[Written exercise]:
Pick out every line of the listing below that contains the word "provide", and copy each of those lines.

[Entries]:
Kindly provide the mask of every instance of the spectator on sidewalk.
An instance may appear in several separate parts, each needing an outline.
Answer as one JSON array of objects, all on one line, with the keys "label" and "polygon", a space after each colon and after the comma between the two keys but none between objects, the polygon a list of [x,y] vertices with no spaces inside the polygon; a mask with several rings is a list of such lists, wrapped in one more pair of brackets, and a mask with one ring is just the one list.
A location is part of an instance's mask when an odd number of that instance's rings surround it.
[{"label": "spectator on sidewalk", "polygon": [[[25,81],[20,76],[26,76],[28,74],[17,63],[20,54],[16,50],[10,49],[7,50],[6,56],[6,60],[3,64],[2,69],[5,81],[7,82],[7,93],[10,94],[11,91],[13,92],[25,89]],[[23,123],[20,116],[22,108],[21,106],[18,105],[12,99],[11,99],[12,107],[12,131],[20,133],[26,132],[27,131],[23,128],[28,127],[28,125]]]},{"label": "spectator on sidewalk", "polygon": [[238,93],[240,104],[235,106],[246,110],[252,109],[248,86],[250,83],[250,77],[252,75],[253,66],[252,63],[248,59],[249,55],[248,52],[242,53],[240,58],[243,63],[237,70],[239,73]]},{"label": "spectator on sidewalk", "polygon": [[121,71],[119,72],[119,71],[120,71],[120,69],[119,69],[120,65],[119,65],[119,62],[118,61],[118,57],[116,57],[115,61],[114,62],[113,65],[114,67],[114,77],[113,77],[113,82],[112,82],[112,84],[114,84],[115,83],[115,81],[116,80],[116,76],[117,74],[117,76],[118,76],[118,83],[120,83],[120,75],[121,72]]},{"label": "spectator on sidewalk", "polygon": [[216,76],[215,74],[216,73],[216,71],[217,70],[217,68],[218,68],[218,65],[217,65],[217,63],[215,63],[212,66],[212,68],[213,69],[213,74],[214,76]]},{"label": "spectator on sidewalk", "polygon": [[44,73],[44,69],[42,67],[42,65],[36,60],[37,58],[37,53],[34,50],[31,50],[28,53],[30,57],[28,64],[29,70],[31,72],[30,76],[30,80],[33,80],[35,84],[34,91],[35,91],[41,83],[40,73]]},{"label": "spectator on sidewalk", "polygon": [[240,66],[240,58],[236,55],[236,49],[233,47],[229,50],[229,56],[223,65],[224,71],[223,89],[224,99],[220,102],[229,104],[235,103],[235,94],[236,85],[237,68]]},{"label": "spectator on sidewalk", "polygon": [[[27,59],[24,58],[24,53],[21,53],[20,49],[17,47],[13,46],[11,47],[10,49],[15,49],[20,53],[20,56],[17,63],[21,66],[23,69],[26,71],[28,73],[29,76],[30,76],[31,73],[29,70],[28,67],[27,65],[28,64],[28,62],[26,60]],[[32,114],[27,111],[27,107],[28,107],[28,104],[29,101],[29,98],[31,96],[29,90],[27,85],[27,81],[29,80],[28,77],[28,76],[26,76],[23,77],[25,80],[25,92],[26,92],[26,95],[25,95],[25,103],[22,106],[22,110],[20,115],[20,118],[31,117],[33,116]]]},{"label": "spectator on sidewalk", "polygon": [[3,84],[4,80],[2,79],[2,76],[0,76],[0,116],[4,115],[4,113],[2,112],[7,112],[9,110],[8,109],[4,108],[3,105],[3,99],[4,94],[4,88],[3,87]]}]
--
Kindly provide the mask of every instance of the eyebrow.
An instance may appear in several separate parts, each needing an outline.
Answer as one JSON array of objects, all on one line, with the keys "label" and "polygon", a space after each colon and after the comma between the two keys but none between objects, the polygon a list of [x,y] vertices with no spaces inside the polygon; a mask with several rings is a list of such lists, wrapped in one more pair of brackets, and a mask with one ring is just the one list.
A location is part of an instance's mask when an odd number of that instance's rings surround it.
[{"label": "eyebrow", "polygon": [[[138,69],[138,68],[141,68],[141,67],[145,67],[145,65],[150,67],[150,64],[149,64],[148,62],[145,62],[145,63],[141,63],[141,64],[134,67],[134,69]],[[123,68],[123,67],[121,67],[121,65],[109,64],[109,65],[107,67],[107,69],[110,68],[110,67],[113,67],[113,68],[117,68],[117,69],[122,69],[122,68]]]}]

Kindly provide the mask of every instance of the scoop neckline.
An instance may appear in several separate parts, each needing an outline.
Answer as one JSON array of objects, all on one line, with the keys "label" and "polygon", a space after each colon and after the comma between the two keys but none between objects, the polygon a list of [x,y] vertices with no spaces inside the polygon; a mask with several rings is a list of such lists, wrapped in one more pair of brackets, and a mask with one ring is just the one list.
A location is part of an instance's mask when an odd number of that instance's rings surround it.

[Reply]:
Kindly provide the mask of every instance of the spectator on sidewalk.
Kindly provide the mask of every instance of the eyebrow.
Kindly provide the mask of every instance of the scoop neckline.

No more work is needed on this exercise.